▶ _Task set_:
• 1. In the article on Look Mom... No Hands, how does John Bush's comment tie the album to Cannibal Ox's success? Answer in one to three sentences.
• 2. Return, word for word, the stretch of the article on Look Mom... No Hands from "Vast Aire chronology" through "Independent Albums chart.".

— start of Text extract —

Studio album by Vast Aire
- Released: April 27, 2004
- Genre: Hip-hop
- Length: 71:57
- Label: Chocolate Industries
- Producer: Jest One; Camu Tao; T One; Nasa; Jake One; Blueprint; Cryptic One; MF Doom; Ayatollah; Madlib; RJD2; Da Beatminerz; Vast Aire;

Vast Aire chronology
|  | Look Mom... No Hands (2004) | The Best Damn Rap Show (2005) |

Singles from Look Mom... No Hands
- "Elixir" Released: 2004; "Look Mom... No Hands" Released: 2004; "Pegasus" Released: 2004;

= Look Mom... No Hands =

Look Mom... No Hands is the first solo studio album by American hip-hop musician Vast Aire, one half of the duo Cannibal Ox. It was released on Chocolate Industries on April 27, 2004. It features contributions from MF Doom, RJD2, Madlib, Aesop Rock, and Sadat X. It peaked at number 47 on the Billboard Independent Albums chart.

==Critical reception==

John Bush of AllMusic gave the album 3.5 stars out of 5, stating, "Vast's chillingly detached raps and delivery were a large part of Cannibal Ox's success, and there's much more in the same vein here." Nathan Rabin of The A.V. Club described it as a "riveting combination of old school B-boy attitude and post-apocalyptic menace". Christopher R. Weingarten of CMJ New Music Monthly commented that "Vast's flow, while leisurely, still utilizes the most impossibly matter-of-fact delivery in the underground, which he uses for maximum effect."

— end of Text extract —
— start of Supplied data —

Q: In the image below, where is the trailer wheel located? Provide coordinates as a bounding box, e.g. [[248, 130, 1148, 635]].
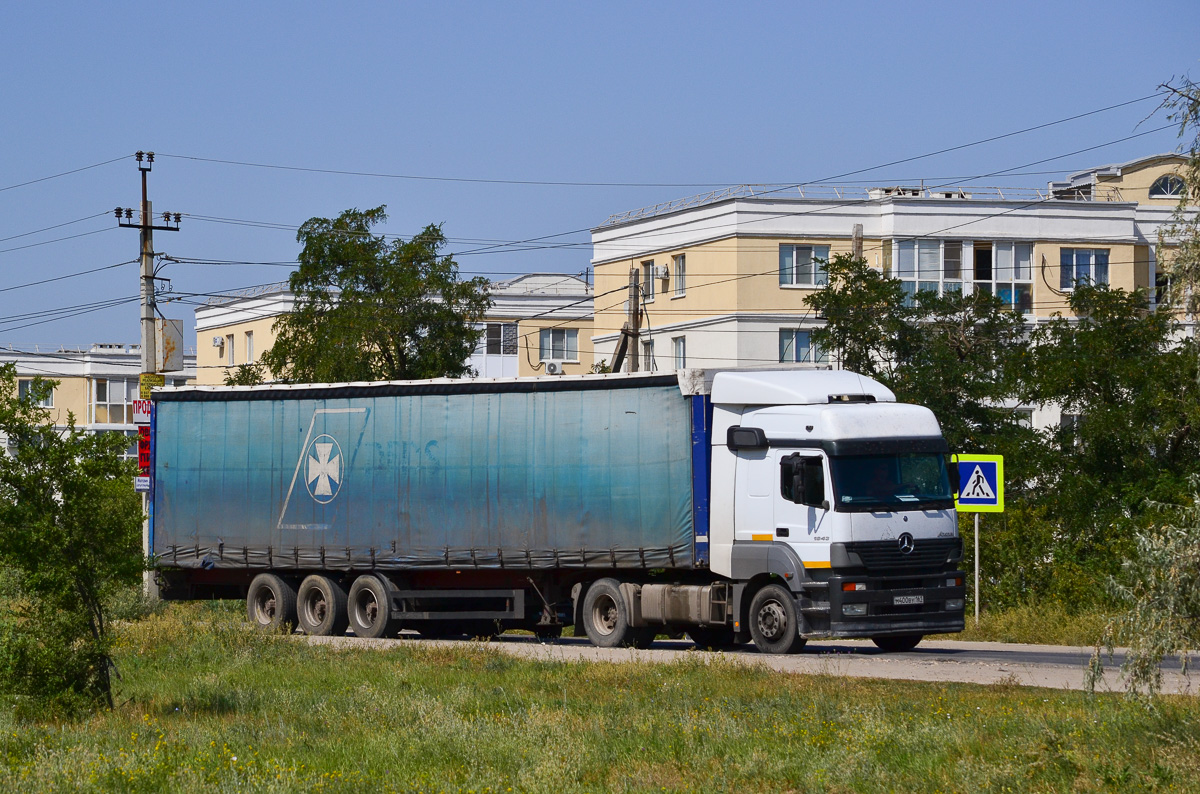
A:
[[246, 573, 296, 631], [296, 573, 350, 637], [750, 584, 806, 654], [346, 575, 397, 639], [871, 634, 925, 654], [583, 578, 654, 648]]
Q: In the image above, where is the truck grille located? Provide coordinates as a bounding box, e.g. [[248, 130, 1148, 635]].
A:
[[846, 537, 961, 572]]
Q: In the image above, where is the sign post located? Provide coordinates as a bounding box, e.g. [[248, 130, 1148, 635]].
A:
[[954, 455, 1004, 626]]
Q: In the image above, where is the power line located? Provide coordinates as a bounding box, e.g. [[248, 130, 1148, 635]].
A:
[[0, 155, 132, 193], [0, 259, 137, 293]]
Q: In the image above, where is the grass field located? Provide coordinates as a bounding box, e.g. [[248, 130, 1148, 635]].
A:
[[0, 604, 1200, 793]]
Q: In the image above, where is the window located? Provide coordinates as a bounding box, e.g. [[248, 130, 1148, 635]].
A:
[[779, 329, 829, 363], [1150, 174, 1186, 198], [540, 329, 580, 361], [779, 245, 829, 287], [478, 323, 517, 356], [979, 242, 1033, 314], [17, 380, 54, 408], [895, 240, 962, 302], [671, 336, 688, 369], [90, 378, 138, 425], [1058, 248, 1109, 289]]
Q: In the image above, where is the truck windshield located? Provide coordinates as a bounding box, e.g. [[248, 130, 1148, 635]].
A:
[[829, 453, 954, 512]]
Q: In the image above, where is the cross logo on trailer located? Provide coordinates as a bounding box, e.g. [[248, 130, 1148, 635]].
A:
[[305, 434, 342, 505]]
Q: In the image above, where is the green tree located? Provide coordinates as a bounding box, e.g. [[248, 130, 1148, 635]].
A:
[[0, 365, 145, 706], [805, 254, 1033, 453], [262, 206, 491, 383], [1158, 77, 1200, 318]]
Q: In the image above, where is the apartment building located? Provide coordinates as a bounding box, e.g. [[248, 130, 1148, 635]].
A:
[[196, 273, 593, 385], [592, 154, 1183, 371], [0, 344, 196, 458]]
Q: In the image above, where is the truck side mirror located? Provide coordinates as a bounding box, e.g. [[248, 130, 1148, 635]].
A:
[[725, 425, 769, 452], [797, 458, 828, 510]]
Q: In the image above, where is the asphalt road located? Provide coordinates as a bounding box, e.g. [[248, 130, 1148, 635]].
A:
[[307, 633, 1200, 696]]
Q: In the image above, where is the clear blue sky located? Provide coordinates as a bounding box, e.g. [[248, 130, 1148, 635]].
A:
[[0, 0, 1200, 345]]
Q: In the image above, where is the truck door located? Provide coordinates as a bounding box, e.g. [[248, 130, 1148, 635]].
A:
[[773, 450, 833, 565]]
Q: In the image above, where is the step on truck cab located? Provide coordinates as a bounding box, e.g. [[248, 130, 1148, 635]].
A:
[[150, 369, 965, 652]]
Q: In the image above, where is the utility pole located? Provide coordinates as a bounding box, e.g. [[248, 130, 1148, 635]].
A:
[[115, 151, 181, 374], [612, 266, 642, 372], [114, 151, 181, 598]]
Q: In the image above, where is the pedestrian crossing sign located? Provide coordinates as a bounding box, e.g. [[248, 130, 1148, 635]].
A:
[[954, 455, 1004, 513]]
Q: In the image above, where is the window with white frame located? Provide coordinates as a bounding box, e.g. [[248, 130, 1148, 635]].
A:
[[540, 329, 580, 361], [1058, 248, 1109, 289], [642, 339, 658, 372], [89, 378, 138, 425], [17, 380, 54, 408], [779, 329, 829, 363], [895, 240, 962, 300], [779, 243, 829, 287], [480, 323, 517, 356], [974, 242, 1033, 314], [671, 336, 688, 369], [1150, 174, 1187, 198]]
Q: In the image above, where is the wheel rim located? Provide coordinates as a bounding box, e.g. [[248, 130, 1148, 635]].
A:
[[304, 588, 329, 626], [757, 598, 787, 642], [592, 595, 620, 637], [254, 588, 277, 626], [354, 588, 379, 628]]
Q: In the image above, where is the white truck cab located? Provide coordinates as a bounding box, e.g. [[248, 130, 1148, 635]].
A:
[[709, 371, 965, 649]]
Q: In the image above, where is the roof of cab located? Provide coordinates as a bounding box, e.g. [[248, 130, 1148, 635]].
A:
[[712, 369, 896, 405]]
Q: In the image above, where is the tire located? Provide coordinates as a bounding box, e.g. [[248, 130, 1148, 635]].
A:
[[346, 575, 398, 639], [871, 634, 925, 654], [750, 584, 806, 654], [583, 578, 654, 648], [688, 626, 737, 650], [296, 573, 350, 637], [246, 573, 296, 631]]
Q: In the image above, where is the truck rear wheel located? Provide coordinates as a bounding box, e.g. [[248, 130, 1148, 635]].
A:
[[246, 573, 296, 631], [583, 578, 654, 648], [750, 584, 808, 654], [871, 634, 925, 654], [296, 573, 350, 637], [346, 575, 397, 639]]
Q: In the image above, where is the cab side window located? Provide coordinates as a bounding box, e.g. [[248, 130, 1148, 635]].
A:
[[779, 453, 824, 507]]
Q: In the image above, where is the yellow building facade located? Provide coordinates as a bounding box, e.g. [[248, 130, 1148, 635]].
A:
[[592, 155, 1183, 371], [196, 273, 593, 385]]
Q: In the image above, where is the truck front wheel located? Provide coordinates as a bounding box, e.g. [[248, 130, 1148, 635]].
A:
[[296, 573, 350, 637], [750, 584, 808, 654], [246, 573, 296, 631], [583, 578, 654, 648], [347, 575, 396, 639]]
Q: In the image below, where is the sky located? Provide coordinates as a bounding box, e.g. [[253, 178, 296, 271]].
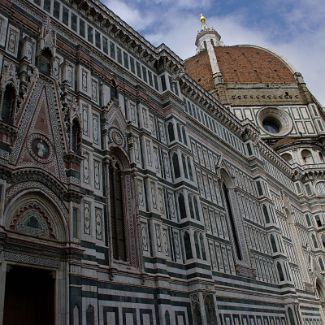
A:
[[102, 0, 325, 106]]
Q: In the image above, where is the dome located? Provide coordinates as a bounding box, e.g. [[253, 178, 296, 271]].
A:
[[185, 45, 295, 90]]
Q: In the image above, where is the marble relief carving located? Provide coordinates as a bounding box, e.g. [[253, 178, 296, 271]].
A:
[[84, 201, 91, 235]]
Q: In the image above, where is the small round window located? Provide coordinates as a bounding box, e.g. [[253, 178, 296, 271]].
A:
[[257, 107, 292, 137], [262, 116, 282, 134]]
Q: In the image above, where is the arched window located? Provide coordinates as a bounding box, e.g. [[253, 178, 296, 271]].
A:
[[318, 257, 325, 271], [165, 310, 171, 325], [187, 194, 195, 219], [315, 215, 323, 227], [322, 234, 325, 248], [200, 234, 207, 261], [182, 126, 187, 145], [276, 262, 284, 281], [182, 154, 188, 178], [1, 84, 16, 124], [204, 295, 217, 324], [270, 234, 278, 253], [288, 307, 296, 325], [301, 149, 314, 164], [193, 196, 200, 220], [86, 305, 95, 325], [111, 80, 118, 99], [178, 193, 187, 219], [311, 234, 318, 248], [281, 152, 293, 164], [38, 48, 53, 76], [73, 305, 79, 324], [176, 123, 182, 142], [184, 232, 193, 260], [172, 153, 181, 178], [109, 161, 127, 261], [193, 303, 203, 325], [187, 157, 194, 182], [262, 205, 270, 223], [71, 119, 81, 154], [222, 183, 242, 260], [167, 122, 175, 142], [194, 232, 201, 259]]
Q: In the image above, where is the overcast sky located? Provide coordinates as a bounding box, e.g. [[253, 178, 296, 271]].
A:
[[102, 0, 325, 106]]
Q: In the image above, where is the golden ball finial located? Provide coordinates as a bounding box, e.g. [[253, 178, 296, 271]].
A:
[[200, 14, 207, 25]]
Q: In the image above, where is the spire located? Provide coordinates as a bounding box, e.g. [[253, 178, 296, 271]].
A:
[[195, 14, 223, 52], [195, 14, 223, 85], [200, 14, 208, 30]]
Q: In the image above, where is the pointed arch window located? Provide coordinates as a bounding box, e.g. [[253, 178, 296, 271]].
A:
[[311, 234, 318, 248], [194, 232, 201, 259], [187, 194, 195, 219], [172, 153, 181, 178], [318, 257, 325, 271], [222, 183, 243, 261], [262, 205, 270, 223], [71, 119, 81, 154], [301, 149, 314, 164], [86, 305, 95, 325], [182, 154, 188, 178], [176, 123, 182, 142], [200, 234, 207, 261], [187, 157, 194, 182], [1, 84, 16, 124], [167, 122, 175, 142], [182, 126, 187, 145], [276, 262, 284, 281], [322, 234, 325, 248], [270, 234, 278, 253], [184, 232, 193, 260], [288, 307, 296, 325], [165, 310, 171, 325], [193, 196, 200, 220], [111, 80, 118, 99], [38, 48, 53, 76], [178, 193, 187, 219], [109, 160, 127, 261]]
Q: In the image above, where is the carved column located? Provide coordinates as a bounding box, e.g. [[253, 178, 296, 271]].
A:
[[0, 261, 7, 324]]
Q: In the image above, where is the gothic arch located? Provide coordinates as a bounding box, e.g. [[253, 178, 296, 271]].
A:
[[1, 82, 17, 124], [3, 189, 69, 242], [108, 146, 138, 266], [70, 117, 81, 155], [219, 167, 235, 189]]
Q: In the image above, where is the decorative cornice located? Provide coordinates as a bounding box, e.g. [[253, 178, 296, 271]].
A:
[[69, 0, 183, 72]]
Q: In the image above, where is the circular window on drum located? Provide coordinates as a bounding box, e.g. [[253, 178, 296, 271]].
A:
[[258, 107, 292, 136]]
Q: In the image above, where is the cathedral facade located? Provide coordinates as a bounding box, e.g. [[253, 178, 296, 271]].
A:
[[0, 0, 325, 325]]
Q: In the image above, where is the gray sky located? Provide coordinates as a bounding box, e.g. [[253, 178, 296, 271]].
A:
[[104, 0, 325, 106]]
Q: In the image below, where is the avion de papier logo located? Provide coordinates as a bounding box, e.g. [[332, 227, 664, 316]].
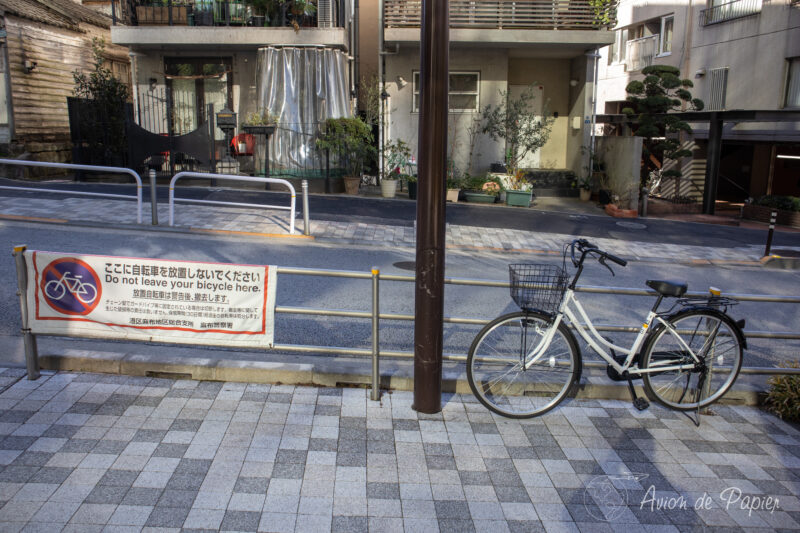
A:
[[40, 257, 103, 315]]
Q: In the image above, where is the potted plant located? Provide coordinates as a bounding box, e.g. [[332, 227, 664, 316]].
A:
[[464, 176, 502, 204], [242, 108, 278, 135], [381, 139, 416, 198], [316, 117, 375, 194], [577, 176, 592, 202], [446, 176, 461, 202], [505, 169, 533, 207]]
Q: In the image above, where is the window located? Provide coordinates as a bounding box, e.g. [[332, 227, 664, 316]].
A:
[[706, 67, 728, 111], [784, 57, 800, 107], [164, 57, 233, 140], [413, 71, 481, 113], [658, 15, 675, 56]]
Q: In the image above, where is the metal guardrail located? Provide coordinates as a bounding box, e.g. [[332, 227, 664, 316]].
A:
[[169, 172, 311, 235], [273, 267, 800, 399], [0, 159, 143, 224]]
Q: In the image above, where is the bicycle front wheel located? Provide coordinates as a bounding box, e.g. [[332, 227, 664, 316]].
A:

— end of Supplied data —

▶ _Solutions to the tasks_:
• 1. Bush says Vast Aire's chillingly detached raps and delivery were a large part of Cannibal Ox's success. He adds that the album has much more in the same vein.

• 2.
Vast Aire chronology
|  | Look Mom... No Hands (2004) | The Best Damn Rap Show (2005) |

Singles from Look Mom... No Hands
- "Elixir" Released: 2004; "Look Mom... No Hands" Released: 2004; "Pegasus" Released: 2004;

= Look Mom... No Hands =

Look Mom... No Hands is the first solo studio album by American hip-hop musician Vast Aire, one half of the duo Cannibal Ox. It was released on Chocolate Industries on April 27, 2004. It features contributions from MF Doom, RJD2, Madlib, Aesop Rock, and Sadat X. It peaked at number 47 on the Billboard Independent Albums chart.